Items from a dataset
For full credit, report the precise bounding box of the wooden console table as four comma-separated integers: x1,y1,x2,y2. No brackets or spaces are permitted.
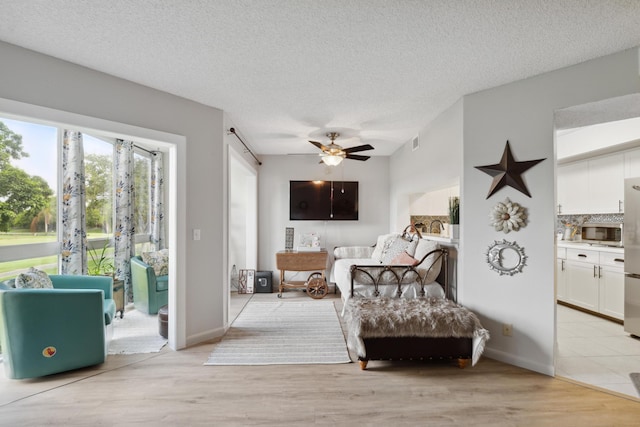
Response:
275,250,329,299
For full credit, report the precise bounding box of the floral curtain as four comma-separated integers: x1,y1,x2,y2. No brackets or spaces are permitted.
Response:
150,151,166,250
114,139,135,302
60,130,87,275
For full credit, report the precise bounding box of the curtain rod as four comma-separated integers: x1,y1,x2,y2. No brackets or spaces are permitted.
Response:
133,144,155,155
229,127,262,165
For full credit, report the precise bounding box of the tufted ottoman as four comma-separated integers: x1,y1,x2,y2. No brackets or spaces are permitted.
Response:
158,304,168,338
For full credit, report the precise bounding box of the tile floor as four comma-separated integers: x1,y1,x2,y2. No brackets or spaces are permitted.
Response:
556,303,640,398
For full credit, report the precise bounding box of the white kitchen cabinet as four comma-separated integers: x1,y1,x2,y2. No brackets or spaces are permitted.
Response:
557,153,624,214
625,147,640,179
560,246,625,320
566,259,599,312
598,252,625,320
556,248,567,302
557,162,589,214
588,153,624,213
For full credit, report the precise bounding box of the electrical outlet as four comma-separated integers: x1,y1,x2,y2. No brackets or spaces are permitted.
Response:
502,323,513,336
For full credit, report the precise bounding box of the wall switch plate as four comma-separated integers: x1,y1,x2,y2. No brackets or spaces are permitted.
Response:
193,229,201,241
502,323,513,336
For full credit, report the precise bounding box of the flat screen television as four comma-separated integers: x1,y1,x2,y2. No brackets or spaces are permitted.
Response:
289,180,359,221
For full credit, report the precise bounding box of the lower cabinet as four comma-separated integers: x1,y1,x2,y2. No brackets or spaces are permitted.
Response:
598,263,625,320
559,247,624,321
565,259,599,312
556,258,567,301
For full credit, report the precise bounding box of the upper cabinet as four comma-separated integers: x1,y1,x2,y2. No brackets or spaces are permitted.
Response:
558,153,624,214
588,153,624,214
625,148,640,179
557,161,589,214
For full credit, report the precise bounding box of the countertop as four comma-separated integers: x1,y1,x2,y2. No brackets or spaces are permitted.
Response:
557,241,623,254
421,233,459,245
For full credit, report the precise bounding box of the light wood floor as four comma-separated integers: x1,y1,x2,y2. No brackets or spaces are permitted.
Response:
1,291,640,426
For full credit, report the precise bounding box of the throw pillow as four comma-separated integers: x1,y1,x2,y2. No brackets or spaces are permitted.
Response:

◆ **Activity**
What lines above contain "floor"? Copy them out.

◆ **Result**
For full credit, report the precise bounding box of the tile floor as four comma-separated integers: x1,y1,x2,y2. No brackets or spaces are permitted.
For full credit, report the precise bounding box of the light wood floor as four comma-separated integers: x1,y1,x2,y2. No brackets or spaces are permitted.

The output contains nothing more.